Regulator Ofcom said it has launched an investigation into Royal Mail’s failure to meet its delivery targets in the past year – and could hand out a fine.
The British delivery firm fell short of its performance targets across the 2022 to 2023 financial year for first and second class mail and deliveries.
Some 73.7% of first class mail was delivered within one working day across the year. The target was 93%.
For second class mail, 90.7% was delivered within three working days, compared with the target of 98.5%.
And 89.35% of delivery routes were completed on the required day, well behind the 99.9% target.
It added: “In deciding whether the company is in breach of its obligations, we will consider if there were any exceptional events – beyond the company’s control – that may have explained why it missed its targets.”
The pandemic can no longer be used as an excuse for poor delivery performance, Ofcom said.
Last year, an investigation into its missed targets was closed after the regulator ruled that greater staff absences and social distancing regulations resulting from Covid had impacted service.
It also decided not to open an investigation into Royal Mail’s service levels during the 2020 to 2021 financial year because of the “uniquely difficult circumstances” of the pandemic.
But Ofcom dished out a £1.5 million fine for not delivering first class mail on time during the financial year ending 2019.

Provided data:
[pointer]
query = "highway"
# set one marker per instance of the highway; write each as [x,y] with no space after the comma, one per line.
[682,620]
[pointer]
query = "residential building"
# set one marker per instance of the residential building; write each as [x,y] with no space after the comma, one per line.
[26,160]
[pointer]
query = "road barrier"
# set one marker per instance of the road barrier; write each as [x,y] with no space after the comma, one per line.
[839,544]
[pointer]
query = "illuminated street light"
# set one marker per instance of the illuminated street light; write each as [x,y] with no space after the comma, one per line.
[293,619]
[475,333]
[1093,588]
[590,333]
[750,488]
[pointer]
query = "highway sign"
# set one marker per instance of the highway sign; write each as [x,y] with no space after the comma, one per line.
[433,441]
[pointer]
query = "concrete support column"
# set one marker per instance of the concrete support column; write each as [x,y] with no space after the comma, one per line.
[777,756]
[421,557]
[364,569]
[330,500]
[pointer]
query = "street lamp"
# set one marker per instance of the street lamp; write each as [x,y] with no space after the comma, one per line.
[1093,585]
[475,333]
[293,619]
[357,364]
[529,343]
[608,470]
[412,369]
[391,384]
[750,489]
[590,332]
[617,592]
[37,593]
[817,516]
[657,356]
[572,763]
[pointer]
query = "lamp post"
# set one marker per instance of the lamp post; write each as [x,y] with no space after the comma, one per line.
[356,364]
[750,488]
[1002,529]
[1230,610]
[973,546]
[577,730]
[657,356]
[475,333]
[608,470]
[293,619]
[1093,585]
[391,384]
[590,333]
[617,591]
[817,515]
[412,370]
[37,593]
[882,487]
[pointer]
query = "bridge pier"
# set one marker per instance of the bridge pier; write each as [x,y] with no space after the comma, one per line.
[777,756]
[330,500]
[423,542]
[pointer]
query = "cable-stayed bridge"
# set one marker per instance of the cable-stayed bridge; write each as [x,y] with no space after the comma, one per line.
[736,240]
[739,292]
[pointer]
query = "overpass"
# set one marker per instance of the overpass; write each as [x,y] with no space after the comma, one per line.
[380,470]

To do: According to the Royal Mail article, what share of second class mail was delivered within three working days, and what was the target?

Answer to this problem: 90.7%, against a target of 98.5%.